>>

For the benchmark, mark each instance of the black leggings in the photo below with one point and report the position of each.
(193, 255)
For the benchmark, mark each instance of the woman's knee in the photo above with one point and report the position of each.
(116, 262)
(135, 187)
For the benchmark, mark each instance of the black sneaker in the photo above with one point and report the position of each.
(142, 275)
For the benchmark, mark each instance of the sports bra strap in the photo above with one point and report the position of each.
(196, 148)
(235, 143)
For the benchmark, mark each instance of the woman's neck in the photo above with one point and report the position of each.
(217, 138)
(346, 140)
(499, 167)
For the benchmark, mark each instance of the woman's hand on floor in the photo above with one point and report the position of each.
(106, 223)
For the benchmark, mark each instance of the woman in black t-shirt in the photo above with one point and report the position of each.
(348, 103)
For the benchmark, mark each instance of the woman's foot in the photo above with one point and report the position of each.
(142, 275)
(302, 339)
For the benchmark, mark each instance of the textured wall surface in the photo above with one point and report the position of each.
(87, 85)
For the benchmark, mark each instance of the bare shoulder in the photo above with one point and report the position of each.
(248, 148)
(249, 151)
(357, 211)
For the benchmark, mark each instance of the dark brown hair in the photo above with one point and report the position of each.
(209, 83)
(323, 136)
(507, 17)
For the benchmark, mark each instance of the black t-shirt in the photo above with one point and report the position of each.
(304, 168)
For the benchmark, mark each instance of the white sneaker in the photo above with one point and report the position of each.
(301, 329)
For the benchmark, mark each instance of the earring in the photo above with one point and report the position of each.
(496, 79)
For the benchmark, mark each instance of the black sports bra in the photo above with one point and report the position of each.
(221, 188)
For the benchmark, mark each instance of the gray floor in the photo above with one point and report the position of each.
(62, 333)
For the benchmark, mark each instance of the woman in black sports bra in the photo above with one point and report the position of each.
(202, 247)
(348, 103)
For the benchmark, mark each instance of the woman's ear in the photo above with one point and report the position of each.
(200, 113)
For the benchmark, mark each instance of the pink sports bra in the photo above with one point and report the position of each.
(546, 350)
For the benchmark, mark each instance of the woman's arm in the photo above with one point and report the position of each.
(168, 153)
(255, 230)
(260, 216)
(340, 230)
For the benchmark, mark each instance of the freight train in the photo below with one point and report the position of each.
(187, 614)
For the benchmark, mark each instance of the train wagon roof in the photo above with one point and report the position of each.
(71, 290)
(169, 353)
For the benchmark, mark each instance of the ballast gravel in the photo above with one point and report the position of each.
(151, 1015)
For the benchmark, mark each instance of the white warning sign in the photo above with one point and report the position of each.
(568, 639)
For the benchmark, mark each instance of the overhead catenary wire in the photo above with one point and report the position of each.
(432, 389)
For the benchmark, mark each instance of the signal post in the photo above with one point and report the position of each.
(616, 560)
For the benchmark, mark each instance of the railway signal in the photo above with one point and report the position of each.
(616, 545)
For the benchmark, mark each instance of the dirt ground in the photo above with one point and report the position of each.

<<

▸ Work required: All of the data must be returned exactly.

▸ Exercise output:
For the benchmark, mark each instance of the black leggings in the photo below with one point and report the position of each.
(193, 255)
For the benchmark, mark each instance of the woman's knee in the photo above with one point and report the position of each.
(116, 262)
(135, 187)
For the benchmark, mark each instance of the black sneaker in the photo above with one point and report the position of each.
(142, 275)
For the benchmark, mark each instance of the sports bra strap in the photo above with one point and report the position of each.
(196, 148)
(235, 143)
For the benchmark, mark each instance of the woman's neck in the photo above with one point and report the position of each.
(217, 138)
(346, 140)
(499, 167)
For the benchmark, mark each instance of the woman's hand on floor in the photo above with one point and report the position of each.
(106, 223)
For the benchmark, mark each instance of the woman in black t-shirt in the photo above with one point and report the position of each.
(348, 103)
For the benchmark, mark each instance of the woman's foot in the photo above with one point and report the position of each.
(142, 275)
(302, 339)
For the benchmark, mark each instance of the textured wall surface in the photo above with one point and report the position of each.
(87, 85)
For the benchmark, mark each instance of the bare shoulder in the photo above with one point and report the position of each.
(248, 148)
(249, 151)
(357, 211)
For the benchmark, mark each instance of the dark brown hair in the photo above with one point and report the position of each.
(209, 83)
(323, 136)
(507, 17)
For the benchmark, mark each instance of the black t-shirt in the photo above with one point and report the position of each.
(304, 168)
For the benchmark, mark each instance of the white sneaker in the photo above with one point and report the position of each.
(301, 329)
For the benchmark, mark each instance of the earring in the photo above with one point and report the position of each.
(496, 79)
For the benchmark, mark each instance of the black sports bra in the photo above with one point and report the position of each.
(221, 188)
For the benchmark, mark each instance of the gray floor in the photo above with one point and report the position of each.
(62, 333)
For the benchmark, mark each instance of the woman in black sports bra in the photo above with one point and report the position of each.
(202, 247)
(348, 103)
For the benchmark, mark each instance of the woman's ear in the photo above with one point and report the position of each.
(200, 113)
For the benchmark, mark each instance of the pink sports bra in the photo above with one point and report the position of each.
(546, 350)
For the benchmark, mark each instance of the woman's arm in the photo above with one point and report the position of each.
(168, 153)
(255, 230)
(260, 216)
(340, 230)
For the benchmark, mark each instance of the freight train in the photo below with one point and report the position of each.
(187, 614)
For the benchmark, mark each instance of the train wagon roof in the photo above with one point and report the position of each.
(71, 290)
(169, 353)
For the benchmark, mark each instance of the ballast gravel in the photo above with one point and report the position of each.
(151, 1015)
For the benchmark, mark each instance of the white warning sign in the photo above with one point and report the position of each.
(568, 639)
For the benchmark, mark each instance of the overhead catenary wire in the photo above with one point and report the position of each.
(432, 389)
For the benchmark, mark each instance of the signal post in the photo above with one point and report the position of each.
(616, 560)
For the benchmark, mark each instance of the railway signal in the photo above with one point and report the position of each.
(616, 545)
For the benchmark, mark each instance of the dirt ground in the photo above with one point and report the position of each.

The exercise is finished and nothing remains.